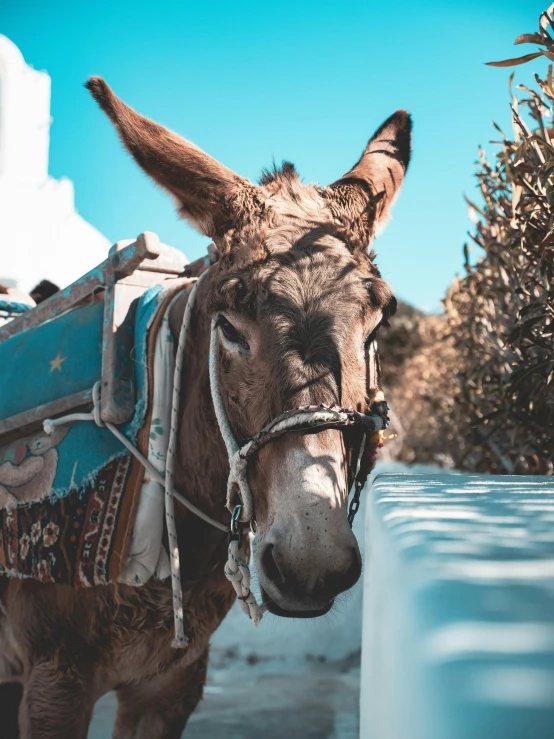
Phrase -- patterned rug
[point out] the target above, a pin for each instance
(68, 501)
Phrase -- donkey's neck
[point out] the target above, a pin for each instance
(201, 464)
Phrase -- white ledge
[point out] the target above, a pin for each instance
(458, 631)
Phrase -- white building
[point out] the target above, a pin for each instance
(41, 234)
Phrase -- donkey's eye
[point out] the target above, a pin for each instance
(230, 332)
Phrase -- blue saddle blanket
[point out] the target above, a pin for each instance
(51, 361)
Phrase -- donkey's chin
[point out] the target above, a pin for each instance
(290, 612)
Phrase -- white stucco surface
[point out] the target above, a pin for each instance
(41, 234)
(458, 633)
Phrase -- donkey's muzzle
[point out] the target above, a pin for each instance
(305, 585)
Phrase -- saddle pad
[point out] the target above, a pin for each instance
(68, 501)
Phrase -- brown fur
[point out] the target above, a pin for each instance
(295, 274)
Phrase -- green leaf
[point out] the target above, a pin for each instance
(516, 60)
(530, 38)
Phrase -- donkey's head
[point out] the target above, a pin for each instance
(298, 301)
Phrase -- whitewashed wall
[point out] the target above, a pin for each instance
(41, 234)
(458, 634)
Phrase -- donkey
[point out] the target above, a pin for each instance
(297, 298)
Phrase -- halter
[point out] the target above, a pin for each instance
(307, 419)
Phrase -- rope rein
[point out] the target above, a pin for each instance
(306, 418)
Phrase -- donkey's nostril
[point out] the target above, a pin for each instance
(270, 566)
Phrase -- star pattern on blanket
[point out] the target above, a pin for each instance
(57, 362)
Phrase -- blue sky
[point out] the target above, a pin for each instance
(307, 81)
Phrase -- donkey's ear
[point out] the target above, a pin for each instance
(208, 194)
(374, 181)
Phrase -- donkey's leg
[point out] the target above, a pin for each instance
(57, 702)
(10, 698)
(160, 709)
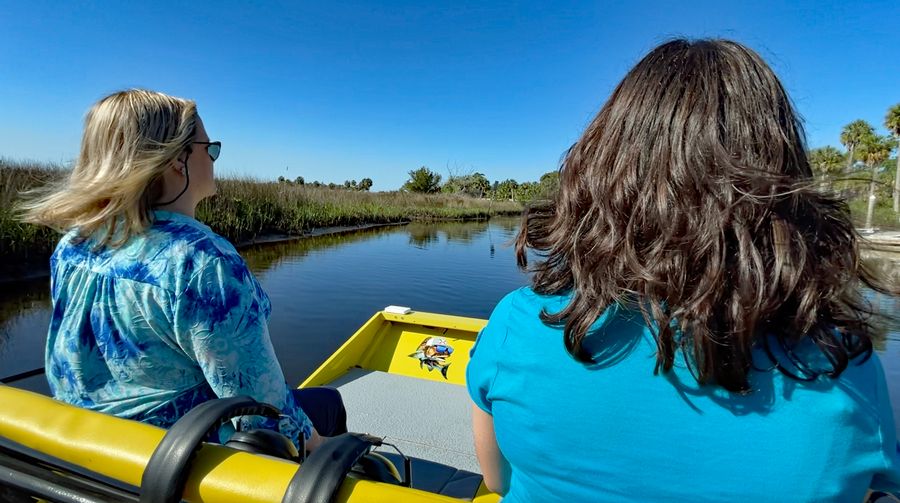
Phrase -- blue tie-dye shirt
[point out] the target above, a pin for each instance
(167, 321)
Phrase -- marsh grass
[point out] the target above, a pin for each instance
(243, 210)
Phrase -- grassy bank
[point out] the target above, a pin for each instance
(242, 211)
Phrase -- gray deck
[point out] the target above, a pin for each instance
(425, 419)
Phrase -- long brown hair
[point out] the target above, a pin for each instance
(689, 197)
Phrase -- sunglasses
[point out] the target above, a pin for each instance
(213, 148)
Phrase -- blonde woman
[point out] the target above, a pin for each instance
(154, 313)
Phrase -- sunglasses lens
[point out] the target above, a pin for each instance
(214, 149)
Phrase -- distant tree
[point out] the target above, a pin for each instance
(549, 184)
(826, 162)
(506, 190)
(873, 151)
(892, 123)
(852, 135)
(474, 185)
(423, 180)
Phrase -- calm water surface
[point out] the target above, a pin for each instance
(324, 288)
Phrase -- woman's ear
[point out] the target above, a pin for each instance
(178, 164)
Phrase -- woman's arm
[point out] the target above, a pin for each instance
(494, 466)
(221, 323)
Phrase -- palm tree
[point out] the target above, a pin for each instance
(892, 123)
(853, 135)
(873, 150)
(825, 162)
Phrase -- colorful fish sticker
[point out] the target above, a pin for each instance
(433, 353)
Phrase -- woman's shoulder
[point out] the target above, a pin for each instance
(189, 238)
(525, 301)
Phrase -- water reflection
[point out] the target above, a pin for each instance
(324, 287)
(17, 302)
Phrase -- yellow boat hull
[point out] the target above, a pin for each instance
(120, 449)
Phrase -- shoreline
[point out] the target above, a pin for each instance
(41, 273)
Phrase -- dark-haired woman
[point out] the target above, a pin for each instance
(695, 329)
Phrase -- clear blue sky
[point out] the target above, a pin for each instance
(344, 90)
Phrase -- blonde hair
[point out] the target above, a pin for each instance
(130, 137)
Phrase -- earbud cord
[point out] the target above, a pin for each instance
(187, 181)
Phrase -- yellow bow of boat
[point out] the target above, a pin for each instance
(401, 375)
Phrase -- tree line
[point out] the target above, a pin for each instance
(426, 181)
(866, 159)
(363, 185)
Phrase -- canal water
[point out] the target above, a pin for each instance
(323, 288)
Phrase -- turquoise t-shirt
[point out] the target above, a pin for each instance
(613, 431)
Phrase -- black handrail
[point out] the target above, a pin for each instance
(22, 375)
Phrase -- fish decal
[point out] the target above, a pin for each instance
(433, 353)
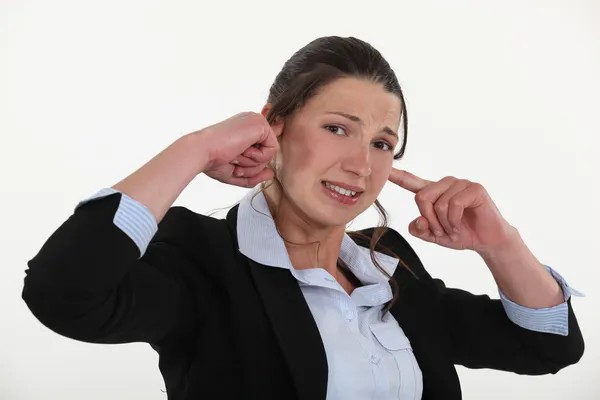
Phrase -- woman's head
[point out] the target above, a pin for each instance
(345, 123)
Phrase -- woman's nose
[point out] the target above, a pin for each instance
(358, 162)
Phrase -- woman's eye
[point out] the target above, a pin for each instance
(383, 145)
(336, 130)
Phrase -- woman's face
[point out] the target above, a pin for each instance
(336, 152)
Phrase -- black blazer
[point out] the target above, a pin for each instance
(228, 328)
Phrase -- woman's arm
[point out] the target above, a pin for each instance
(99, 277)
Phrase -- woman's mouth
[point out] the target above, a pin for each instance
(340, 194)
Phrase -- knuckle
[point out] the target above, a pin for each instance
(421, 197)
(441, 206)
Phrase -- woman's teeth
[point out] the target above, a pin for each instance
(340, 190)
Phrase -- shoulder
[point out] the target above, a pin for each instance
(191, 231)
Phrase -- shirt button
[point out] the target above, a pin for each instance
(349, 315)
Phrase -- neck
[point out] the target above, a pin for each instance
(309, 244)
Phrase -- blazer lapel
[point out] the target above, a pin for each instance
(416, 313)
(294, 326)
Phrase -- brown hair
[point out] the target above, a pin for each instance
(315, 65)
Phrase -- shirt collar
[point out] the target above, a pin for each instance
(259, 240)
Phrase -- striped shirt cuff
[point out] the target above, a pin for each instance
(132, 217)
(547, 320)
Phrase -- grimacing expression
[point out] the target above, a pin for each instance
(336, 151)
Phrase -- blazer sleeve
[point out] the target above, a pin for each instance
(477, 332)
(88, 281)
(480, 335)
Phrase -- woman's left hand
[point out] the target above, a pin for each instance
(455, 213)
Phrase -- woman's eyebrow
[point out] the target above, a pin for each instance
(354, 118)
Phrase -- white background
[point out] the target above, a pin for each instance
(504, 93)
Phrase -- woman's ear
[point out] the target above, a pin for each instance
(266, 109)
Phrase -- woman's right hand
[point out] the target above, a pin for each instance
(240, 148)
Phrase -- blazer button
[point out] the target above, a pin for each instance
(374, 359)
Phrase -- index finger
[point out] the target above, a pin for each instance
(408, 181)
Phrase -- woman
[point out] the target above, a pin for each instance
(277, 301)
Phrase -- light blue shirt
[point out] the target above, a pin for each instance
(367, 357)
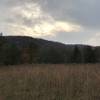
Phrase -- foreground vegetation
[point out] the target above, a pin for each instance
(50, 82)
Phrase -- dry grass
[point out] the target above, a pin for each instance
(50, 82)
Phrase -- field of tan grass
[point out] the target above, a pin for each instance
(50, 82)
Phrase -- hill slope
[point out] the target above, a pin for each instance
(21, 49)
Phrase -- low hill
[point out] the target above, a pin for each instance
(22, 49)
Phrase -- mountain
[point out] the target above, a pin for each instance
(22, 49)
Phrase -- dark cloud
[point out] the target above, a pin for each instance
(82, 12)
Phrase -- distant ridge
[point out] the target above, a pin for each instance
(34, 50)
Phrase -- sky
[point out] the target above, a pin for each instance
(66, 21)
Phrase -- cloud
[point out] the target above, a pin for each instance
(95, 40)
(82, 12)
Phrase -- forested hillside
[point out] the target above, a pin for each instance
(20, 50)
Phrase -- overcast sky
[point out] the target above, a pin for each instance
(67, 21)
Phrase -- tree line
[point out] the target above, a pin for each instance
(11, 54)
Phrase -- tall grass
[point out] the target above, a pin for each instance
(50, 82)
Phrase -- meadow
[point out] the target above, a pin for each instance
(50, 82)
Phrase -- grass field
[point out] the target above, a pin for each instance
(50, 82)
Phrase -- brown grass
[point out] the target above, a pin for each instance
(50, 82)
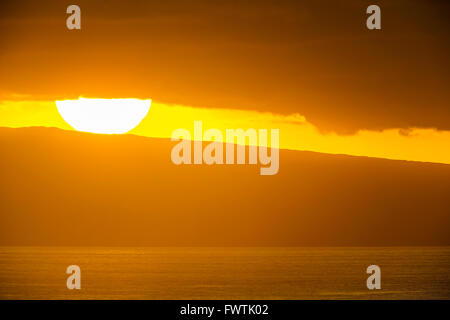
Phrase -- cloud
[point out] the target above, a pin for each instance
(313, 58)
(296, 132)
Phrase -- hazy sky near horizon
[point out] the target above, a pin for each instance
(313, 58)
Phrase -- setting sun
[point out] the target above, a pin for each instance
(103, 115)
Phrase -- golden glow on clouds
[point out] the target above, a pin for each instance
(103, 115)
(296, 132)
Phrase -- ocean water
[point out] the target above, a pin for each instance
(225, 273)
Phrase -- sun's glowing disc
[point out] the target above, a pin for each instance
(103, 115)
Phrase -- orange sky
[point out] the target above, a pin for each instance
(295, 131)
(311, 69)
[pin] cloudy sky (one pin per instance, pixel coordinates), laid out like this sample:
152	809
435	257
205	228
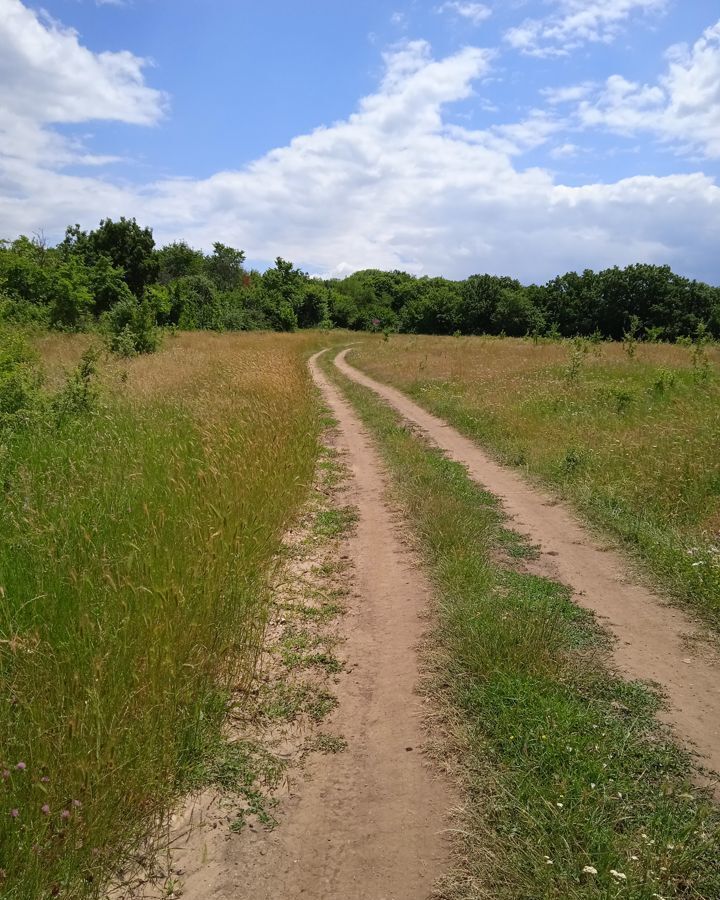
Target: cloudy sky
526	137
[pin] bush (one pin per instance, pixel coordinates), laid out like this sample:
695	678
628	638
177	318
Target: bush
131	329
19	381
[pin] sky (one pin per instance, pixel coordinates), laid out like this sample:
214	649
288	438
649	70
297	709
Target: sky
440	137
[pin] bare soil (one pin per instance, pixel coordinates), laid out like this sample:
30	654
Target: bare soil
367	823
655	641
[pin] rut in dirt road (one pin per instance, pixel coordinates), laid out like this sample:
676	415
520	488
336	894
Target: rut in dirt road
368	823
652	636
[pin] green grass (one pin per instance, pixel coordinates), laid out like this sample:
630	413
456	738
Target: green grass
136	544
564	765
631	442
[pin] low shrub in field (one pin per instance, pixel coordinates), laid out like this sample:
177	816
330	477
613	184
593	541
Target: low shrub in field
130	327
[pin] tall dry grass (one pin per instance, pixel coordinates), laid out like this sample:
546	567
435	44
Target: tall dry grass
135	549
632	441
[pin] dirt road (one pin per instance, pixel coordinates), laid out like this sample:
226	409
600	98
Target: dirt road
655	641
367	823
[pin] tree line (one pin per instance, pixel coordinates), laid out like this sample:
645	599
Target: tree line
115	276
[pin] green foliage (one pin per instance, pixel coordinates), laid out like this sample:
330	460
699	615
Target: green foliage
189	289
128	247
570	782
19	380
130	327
━━━━━━
### Work to be completed
List the lines from the one containing "[pin] rut in" through the last line of the rows, both included, as a numbered list, leaving out any blank lines.

### Exercise response
1. [pin] rut in dirt road (one pin per instance, pixel coordinates), laid out like this sample:
2. 676	415
3. 520	488
4. 336	894
5. Target: rut in dirt road
6. 368	823
7. 652	636
8. [pin] green grass (one pin per instance, pixel coordinates), laid out like this sample:
9. 630	413
10. 456	738
11. Target: green grass
12. 136	544
13. 564	765
14. 631	442
15. [pin] low shrub in field (one pin per instance, pixel coordinates), laid out like this sample:
16. 177	816
17. 330	477
18. 613	184
19. 593	541
20. Target: low shrub in field
21. 130	327
22. [pin] tall dry grass (one pin per instance, pixel coordinates), laid out like this sample:
23. 546	567
24. 435	44
25. Target: tall dry grass
26. 135	549
27. 632	441
28. [pin] dirt road (one pin per instance, pixel coordinates), laid out like this sample:
29. 226	409
30. 600	98
31. Target: dirt road
32. 655	641
33. 367	823
34. [pin] tree line (one pin per instance, pixel coordinates), laid out like this sample:
35. 645	599
36. Target: tree line
37. 115	276
38. [pin] green foliage (one pin per instance, pixel coordinates), laid out like this sample:
39. 330	460
40. 699	615
41. Target: green foliage
42. 189	289
43. 128	247
44. 570	782
45. 19	380
46. 130	327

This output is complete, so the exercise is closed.